Short problem:
Retype, character for character, the data from the line containing "task | point to each instance of the light" to the line containing "[(232, 24), (253, 33)]", both lines included.

Exercise inputs:
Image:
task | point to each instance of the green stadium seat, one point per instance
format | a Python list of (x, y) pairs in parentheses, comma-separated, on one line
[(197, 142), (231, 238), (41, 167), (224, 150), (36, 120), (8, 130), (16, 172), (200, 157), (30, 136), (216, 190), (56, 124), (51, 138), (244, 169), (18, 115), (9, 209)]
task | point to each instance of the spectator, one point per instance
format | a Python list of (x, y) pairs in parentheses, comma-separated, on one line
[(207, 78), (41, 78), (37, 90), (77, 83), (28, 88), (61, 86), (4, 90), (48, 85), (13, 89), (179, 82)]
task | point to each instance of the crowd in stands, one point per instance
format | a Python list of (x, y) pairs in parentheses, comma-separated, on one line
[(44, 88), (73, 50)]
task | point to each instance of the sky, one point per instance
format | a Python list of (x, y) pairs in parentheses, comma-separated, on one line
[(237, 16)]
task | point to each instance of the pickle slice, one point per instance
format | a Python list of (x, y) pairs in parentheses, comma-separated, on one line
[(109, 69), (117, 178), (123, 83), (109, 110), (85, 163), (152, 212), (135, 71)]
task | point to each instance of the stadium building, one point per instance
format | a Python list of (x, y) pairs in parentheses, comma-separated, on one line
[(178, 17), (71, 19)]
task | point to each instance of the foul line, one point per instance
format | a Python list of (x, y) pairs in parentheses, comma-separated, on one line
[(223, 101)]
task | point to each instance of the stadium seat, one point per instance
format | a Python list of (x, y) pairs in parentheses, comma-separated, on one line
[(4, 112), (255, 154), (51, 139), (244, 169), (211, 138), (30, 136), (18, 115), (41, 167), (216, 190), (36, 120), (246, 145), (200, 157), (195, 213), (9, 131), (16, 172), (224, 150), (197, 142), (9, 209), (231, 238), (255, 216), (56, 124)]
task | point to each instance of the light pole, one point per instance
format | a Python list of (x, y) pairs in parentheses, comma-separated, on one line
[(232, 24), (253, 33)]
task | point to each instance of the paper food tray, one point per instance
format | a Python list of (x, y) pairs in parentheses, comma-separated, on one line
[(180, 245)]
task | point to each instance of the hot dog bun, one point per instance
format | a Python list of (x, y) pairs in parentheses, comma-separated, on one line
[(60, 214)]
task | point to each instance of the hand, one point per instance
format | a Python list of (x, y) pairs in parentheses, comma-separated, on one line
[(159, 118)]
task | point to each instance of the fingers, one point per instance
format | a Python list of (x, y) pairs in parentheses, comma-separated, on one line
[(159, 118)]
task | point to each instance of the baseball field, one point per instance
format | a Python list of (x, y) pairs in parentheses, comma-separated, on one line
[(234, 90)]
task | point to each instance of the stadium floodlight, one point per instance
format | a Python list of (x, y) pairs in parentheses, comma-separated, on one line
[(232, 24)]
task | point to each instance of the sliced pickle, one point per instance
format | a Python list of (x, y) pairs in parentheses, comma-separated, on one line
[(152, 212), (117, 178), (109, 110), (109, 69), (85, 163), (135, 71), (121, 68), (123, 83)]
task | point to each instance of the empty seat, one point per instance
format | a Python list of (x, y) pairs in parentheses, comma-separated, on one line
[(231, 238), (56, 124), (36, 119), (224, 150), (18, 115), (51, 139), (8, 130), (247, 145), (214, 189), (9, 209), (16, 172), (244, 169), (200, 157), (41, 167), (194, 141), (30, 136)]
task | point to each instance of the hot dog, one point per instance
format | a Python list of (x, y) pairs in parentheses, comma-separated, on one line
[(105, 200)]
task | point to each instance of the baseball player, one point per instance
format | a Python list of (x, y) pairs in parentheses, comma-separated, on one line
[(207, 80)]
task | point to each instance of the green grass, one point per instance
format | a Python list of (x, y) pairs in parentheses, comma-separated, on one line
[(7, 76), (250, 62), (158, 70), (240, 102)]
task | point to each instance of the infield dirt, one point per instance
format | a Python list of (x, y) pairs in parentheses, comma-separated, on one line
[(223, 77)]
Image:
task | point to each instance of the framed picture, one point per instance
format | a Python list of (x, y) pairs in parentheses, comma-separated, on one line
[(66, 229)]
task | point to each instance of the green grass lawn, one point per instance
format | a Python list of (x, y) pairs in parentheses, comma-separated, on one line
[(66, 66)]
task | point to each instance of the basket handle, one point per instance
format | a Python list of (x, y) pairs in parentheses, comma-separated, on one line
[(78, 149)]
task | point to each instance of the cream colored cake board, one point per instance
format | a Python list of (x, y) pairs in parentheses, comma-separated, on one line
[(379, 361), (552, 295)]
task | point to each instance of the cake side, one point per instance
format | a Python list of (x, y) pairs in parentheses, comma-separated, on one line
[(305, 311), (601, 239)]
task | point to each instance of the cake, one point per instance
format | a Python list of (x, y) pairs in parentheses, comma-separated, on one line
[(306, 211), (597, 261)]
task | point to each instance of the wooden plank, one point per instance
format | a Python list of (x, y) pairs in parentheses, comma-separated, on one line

---

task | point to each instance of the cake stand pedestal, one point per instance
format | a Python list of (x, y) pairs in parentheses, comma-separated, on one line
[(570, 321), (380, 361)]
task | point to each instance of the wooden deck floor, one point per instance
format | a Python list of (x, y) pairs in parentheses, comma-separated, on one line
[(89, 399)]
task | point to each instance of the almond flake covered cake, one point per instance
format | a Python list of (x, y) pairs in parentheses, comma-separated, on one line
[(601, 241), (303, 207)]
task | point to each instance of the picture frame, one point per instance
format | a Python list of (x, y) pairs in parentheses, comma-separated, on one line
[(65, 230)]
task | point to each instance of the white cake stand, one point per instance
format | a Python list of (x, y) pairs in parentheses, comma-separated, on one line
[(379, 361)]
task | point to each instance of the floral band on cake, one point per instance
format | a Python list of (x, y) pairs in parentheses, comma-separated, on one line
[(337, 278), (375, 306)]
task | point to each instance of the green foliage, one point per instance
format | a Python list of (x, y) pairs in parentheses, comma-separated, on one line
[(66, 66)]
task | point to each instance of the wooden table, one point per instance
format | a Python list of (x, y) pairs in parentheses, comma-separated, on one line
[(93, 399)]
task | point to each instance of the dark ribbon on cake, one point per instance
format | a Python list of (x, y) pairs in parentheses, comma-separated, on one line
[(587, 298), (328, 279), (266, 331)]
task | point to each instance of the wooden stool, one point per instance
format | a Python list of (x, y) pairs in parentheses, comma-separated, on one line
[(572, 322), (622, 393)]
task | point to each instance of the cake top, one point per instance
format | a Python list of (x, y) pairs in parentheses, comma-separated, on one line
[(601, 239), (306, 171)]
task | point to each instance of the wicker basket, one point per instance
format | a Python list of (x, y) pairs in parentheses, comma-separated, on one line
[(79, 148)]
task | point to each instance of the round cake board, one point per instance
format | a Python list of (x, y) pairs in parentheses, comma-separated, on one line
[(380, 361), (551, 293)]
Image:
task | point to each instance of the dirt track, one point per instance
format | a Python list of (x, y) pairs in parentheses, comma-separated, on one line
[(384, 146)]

Task result:
task | point to each instance of the light pole, one point per instance
format | a Python list of (x, y) pairs in parentheses, comma-separated, on one line
[(232, 24), (253, 33)]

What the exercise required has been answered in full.